* EXERCISE PROMPT *
Copy out the lines of the entries from the line containing "</instance>" up to and including the final line of the entries, reproducing each one without change.

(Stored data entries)
>>
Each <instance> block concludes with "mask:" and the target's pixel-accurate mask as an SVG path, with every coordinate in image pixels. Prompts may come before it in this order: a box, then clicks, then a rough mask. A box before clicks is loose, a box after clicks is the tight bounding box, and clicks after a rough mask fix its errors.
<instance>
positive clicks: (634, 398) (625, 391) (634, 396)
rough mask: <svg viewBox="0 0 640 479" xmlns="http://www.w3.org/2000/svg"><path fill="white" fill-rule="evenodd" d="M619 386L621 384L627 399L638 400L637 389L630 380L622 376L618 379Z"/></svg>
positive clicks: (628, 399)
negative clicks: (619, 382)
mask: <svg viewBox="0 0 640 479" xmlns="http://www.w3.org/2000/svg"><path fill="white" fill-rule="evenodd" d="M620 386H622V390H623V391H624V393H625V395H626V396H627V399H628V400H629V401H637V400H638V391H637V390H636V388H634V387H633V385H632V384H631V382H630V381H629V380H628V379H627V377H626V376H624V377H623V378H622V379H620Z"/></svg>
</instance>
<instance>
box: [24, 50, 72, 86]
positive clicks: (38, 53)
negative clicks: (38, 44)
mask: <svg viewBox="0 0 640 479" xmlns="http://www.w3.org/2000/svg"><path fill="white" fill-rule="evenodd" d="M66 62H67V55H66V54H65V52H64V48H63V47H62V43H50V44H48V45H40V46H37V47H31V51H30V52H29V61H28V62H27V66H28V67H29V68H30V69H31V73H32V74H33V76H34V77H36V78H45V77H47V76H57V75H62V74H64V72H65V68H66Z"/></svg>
<<
* TASK SOLUTION *
</instance>
<instance>
box: [24, 50, 72, 86]
positive clicks: (38, 53)
negative clicks: (38, 44)
mask: <svg viewBox="0 0 640 479" xmlns="http://www.w3.org/2000/svg"><path fill="white" fill-rule="evenodd" d="M66 62H67V55H66V54H65V52H64V48H63V47H62V43H50V44H48V45H40V46H37V47H31V51H30V52H29V61H28V62H27V66H28V67H29V68H30V69H31V73H32V74H33V76H34V77H36V78H45V77H47V76H57V75H62V74H64V72H65V68H66Z"/></svg>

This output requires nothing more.